Written task — In the passage about reactions to the UAP hearing, what share of That UFO Podcast's audience said in a poll after the event that they were happy with how it played out?

Passage —
○ ○ ○ ○ ○
Alongside star-witness Grusch, former US Navy pilot Ryan Graves and retired Navy commander David Fravor testified about their own sightings of UAPs, with Graves claiming that whatever the explanation, they represented “an urgent national security problem”.

What are Scottish UFO enthusiasts saying?

The main reaction from UFO believers and enthusiasts has been a sense of “vindication”.

Andy Mcgrillen – the Scottish host of That UFO Podcast, which has over 30,000 followers on Twitter – said the fact the issue was getting serious news coverage without “the X files music playing in the background” was a massive shift.

Mcgrillen said that before the hearing people in his audience were very pessimistic about it, expecting it to be neutered or shut down, but a poll after the event found that 82% were actually happy with how it played out.

“It was largely down to the language that was used in a public setting for the first time, and that these politicians who were grilling the witnesses weren’t laughing at them. They were asking very serious questions.
○ ○ ○ ○ ○
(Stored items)
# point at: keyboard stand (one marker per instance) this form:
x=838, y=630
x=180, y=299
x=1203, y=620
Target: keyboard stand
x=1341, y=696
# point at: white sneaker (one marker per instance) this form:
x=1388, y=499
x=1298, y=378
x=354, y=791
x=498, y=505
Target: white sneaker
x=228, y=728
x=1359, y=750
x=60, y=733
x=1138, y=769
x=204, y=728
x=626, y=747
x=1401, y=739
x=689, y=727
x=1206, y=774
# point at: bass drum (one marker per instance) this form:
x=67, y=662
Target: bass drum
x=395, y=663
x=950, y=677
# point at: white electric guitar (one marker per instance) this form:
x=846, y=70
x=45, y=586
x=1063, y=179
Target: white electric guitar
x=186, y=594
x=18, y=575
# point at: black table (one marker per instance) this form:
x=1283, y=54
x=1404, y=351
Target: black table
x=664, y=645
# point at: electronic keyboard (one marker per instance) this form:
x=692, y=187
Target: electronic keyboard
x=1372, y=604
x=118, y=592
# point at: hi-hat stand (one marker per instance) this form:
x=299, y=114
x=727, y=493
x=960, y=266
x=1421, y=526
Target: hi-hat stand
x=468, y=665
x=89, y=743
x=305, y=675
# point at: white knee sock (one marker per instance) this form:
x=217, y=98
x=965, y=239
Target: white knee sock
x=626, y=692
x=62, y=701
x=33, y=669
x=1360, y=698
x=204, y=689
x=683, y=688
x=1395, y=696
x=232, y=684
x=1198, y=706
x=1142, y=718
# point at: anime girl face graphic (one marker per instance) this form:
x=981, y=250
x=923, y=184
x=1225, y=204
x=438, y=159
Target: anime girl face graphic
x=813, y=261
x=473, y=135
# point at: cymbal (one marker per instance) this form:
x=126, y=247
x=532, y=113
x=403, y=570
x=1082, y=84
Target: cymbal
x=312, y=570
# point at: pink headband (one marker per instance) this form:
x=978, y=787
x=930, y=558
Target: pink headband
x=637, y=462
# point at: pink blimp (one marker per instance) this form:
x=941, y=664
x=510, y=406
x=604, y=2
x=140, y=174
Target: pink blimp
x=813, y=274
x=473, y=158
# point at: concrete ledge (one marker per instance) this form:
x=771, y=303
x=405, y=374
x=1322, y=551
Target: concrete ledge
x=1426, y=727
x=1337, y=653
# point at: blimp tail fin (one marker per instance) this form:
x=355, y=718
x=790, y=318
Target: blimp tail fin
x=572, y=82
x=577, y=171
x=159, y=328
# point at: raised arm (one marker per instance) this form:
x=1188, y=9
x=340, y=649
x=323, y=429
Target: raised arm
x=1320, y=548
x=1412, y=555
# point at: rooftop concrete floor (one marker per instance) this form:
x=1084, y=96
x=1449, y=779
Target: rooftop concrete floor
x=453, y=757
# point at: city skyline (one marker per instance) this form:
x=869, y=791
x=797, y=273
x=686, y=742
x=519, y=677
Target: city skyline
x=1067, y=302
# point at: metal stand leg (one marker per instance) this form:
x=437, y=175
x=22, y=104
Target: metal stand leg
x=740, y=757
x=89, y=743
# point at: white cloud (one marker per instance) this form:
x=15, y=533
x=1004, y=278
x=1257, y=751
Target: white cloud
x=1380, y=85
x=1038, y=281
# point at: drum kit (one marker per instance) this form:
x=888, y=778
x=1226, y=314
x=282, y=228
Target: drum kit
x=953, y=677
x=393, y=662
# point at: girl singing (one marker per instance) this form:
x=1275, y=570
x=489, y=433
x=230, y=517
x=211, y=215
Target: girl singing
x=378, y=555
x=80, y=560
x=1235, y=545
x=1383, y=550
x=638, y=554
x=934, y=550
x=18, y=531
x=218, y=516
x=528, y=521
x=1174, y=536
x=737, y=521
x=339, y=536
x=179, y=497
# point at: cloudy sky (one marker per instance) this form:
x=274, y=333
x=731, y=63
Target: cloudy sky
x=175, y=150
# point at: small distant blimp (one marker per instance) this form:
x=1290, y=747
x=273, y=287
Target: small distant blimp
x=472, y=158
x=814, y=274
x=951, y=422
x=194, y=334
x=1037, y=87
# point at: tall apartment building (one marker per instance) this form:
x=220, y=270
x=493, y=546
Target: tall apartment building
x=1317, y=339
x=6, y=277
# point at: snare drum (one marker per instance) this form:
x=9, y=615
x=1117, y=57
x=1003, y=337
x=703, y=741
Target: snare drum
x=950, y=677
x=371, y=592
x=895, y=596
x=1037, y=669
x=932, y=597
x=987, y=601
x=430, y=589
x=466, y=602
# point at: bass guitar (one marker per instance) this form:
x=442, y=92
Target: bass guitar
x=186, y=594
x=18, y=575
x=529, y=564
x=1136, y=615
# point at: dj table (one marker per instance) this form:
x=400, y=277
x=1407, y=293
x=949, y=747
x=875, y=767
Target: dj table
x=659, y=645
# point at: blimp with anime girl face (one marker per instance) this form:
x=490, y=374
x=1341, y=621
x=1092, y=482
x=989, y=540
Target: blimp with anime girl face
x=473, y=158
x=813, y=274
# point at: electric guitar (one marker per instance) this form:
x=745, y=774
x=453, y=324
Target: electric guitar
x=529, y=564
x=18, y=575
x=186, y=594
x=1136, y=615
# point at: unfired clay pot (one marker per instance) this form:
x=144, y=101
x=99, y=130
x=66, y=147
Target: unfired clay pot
○ ○ ○ ○ ○
Solution to this problem — 82%